──────── Source data ────────

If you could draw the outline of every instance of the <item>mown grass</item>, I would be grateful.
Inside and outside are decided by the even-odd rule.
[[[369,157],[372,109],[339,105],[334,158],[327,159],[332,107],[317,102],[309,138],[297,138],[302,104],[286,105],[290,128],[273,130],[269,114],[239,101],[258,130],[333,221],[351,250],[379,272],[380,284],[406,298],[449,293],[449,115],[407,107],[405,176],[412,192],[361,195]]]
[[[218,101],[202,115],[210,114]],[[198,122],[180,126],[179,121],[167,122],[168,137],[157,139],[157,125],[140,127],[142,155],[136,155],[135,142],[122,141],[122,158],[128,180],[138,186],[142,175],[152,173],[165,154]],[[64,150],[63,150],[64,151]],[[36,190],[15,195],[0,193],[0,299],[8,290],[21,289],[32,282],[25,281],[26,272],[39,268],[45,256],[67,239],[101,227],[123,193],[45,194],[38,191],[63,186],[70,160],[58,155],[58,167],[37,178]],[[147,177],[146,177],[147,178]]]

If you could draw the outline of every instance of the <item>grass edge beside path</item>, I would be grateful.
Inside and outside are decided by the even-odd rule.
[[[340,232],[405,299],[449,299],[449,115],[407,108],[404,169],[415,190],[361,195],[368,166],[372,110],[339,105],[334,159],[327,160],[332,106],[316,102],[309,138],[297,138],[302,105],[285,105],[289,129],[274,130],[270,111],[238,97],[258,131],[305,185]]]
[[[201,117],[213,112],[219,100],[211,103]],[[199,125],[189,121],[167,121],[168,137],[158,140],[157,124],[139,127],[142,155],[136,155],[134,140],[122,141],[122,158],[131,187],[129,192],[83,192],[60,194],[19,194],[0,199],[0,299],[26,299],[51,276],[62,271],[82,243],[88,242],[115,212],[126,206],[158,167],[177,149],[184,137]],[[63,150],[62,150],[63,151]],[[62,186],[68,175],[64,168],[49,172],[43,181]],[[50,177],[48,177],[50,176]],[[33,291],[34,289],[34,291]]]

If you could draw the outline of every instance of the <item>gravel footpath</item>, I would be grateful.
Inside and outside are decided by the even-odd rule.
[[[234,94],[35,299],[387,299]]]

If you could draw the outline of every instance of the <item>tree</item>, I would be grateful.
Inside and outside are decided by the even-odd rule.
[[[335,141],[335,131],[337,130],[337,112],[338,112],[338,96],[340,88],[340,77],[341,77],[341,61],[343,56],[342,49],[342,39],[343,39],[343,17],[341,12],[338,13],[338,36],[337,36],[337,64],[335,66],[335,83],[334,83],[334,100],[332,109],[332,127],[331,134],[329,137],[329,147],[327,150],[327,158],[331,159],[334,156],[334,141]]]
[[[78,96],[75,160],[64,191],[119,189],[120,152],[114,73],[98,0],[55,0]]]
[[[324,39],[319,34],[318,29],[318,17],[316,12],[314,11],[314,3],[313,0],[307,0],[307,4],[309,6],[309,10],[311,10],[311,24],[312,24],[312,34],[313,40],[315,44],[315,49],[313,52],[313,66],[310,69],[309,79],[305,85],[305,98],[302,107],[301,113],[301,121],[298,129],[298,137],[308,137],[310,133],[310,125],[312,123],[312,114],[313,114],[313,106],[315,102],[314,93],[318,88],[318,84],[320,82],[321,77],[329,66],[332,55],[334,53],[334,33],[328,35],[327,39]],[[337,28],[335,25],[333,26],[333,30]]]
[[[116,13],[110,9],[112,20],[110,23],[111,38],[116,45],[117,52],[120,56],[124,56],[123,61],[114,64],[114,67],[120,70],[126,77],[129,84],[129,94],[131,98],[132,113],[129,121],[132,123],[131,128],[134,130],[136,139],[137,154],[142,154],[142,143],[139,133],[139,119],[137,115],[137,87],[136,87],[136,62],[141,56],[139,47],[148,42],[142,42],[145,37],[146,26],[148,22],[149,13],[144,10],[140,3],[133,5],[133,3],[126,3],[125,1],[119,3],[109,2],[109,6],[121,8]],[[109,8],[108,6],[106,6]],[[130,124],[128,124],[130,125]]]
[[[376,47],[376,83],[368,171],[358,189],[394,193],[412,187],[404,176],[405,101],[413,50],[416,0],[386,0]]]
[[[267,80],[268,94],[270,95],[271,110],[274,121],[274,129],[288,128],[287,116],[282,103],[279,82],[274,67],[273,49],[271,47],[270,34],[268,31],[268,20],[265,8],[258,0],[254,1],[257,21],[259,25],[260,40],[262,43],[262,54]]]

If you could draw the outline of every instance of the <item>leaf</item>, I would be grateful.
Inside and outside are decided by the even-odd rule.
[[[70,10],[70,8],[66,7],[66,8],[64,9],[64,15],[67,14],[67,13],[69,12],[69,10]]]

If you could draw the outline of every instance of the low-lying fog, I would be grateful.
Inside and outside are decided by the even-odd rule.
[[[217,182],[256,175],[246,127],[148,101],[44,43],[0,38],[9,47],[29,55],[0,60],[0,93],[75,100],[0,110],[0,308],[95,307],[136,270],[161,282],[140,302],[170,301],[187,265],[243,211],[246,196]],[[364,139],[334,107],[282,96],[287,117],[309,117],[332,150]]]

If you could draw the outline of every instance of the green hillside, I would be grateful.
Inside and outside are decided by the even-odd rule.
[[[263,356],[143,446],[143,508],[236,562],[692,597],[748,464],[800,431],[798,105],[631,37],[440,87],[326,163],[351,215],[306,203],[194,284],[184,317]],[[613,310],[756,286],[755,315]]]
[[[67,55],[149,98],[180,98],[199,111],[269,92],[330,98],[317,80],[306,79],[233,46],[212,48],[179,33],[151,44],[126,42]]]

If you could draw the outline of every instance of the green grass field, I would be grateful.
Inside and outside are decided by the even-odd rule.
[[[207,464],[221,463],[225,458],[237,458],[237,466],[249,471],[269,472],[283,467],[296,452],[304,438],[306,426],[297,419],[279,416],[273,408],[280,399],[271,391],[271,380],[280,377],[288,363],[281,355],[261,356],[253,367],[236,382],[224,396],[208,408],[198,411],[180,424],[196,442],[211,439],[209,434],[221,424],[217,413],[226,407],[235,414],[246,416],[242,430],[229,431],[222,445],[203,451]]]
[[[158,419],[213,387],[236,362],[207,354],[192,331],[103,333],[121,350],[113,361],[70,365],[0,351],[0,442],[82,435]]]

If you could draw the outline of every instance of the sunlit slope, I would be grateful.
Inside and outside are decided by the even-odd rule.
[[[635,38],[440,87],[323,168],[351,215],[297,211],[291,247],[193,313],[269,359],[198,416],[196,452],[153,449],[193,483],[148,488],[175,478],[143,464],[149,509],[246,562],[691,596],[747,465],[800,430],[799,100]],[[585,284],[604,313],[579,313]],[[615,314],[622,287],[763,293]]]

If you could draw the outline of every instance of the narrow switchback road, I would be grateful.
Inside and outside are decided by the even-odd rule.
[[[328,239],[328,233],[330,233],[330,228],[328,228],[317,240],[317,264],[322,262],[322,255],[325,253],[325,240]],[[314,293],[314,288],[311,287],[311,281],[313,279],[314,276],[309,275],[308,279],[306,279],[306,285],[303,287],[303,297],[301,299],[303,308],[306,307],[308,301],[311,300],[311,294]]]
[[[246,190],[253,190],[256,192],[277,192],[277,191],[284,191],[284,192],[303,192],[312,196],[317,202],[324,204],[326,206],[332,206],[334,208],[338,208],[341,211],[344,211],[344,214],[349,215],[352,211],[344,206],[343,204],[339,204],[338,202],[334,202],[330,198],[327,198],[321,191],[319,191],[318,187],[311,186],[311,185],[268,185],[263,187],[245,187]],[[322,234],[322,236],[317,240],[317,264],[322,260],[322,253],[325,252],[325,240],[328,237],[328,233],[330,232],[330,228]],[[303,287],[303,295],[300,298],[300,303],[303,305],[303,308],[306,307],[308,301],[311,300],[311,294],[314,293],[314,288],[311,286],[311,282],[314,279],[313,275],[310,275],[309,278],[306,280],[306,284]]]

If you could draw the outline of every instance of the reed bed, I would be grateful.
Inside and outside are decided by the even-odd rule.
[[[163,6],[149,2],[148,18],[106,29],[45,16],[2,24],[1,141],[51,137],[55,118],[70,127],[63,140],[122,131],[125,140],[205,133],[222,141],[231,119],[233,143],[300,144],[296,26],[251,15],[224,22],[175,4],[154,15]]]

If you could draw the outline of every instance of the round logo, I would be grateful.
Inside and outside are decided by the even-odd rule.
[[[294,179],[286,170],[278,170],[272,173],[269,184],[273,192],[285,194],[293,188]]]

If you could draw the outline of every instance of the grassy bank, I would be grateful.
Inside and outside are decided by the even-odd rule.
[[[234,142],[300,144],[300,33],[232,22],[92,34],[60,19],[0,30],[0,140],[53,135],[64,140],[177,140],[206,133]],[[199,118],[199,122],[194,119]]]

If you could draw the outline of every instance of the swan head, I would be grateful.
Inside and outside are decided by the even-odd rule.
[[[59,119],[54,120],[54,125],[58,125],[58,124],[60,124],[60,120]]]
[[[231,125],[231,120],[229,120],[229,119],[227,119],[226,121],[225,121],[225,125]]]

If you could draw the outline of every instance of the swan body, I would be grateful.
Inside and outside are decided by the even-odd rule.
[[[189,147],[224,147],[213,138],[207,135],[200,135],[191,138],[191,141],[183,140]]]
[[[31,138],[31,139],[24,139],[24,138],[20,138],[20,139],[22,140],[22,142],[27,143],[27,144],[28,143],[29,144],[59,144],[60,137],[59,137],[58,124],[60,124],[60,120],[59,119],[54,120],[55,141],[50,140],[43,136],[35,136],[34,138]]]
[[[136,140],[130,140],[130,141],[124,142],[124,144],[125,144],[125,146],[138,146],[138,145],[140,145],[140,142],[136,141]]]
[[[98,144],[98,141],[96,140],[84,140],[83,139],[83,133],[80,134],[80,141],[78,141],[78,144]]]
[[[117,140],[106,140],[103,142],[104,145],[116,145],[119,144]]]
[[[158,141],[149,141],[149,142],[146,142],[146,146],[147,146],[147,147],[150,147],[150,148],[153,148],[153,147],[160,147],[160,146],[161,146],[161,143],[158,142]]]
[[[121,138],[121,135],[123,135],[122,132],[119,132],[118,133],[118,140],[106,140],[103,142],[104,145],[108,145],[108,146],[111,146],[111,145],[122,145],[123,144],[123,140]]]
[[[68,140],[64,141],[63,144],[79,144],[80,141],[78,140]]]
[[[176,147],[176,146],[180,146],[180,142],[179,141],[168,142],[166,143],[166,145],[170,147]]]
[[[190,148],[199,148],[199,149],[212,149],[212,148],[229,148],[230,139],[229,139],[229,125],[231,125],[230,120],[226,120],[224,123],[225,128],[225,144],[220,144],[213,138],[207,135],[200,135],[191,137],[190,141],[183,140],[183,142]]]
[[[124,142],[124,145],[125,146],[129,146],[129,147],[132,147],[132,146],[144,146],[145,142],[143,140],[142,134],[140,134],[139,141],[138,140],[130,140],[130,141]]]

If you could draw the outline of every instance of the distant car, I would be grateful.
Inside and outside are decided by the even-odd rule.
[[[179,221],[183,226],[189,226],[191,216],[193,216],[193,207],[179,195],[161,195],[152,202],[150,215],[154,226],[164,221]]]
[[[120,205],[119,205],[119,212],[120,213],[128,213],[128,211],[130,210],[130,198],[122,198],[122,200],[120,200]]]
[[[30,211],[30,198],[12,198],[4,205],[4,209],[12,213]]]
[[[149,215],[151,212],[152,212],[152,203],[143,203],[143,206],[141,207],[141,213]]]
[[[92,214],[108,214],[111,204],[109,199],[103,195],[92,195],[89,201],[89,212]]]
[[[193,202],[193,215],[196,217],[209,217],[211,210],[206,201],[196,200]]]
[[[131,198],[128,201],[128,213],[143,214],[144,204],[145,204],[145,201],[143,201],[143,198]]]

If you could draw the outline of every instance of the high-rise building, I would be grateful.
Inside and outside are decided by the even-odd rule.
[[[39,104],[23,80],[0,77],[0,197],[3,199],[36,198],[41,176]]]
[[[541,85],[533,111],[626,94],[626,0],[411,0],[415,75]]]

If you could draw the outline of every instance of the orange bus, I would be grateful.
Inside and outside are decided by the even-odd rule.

────────

Assigned task =
In the records above, how many lines include "swan"? Answer with the number alone.

Solution to this problem =
2